- [SHORT TASK]: Write the next part of the blog post on image processing with OpenCV, starting right after its last sentence.

- [EXTRACT PROVIDED]:
* * *

Image Processing Algorithms with OpenCV 2

Jonathan
Jul 1, 2023
7 min read

Updated: Jul 2, 2023

Check out the last post if you haven't already, since it sets up the framework for this post. I want to start off by writing a few easy functions. The first is to reflect the image. We'll do the same thing we've been doing. Make a reference image, go through each pixel of our image, then just flip the correct index based on whether we want to do a horizontal or vertical flip.

def flip(image,direction):
     ref_img = image
     r,c,_ = image.shape
     for i in range(r):
          for j in range(c):
               print(ref_img == image)
               if direction == 'hor':
                    image[i,j] = ref_img[i,c - 1 - j]
               if direction == 'ver':
                    image[i,j] = ref_img[r - 1 - i,j]
     return image

Putting in LadyPic, what do we get?

Ok, not quite what we expected! But this is a good thing, because it reveals a MASSIVE mistake we've made through the last couple of posts. We wrote "ref_img = image" to make a reference image, but in doing so, we forgot a basic dichotomy of Python: Mutable vs Immutable Objects. An object is immutable if we can change it without altering any copies and mutable if changing any copy changes all the copies.

Immutable vs Mutable Objects in Python

As the documentation says,

Assignment statements in Python do not copy objects, they create bindings between a target and an object.

Here are a few examples of mutable and immutable types in Python:

Mutable: list, dict, set, NUMPY ARRAYS
Immutable: int, float, tuple, bool

As the emphasis shows, NumPy arrays are in fact mutable objects, so when we "made our reference image", all we really did was create another variable that points to that same original object. As we changed "image", we were in fact also changing "ref_img", which is why our "flip" image turned out the way it did.

A variable assignment in Python is a pointer to a memory location where that object is stored. So when we use the variable, Python goes to that location to pick it up. If our object is immutable, then changing one copy will actually result in Python creating a new object. If our object is mutable, then changing one copy changes the actual object at that location, so everything that points to that location is also changed. Let's see two examples. We'll visualize the creation of new objects by using "id", which gives the memory location of that object.

* * *

- [DATA SECTION]:
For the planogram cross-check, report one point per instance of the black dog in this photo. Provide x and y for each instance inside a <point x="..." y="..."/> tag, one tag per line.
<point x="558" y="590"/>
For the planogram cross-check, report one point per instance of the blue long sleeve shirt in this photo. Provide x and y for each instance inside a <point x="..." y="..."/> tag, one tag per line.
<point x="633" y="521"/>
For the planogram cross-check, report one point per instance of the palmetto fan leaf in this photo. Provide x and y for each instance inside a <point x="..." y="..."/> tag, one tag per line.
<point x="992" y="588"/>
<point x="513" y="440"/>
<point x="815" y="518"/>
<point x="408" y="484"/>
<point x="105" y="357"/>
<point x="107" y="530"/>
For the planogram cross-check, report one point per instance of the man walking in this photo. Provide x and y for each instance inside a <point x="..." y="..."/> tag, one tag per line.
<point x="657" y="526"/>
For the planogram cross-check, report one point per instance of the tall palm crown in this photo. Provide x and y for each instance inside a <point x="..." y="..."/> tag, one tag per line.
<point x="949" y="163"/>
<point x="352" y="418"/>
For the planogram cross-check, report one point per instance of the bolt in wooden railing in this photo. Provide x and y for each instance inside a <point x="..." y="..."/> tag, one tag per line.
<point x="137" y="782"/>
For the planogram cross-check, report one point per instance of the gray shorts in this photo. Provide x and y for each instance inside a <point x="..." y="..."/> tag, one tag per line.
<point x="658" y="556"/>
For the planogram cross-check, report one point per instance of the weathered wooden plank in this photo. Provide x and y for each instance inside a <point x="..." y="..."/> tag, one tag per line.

* * *

- [ANSWER TO THIS EXERCISE]:
#Mutable Objects
A = [1,2]
B = A
print(id(A)) #output: 4682127104
print(id(B)) #output: 4682127104
A[1] = 3
print(B) #output: [1, 3]
print(id(A)) #output: 4682127104
print(id(B)) #output: 4682127104

So even though we didn't explicitly change "B", changing "A" also changed "B" because lists are mutable. We see both "A" and "B" reference memory location 4682127104.

#Immutable Objects
A = (1,2,3)
B = A
A[0] = 2
Traceback (most recent call last):
  File "<pyshell#7>", line 1, in <module>
    A[0] = 2
TypeError: 'tuple' object does not support item assignment

Even trying to alter an entry of an immutable object throws an error. But let's do the same test as above with "id" with immutable objects.

#Immutable Objects
A = 5.5
B = A
print(id(A)) #output: 4686703664
print(id(B)) #output: 4686703664
A = 7
print(B) #output: 5.5
print(id(A)) #output: 4527122928
print(id(B)) #output: 4686703664

So we set "B = A" and they both point to the same memory location 4686703664. Once we change "A", "B" remains unchanged, because Python changed where "A" points, 4527122928, while "B" still points at 4686703664.

The functions in this post that are affected are

blur, color_by_count, gradient, color_by_col_segments

And the only function in this post that is affected is "pixelate".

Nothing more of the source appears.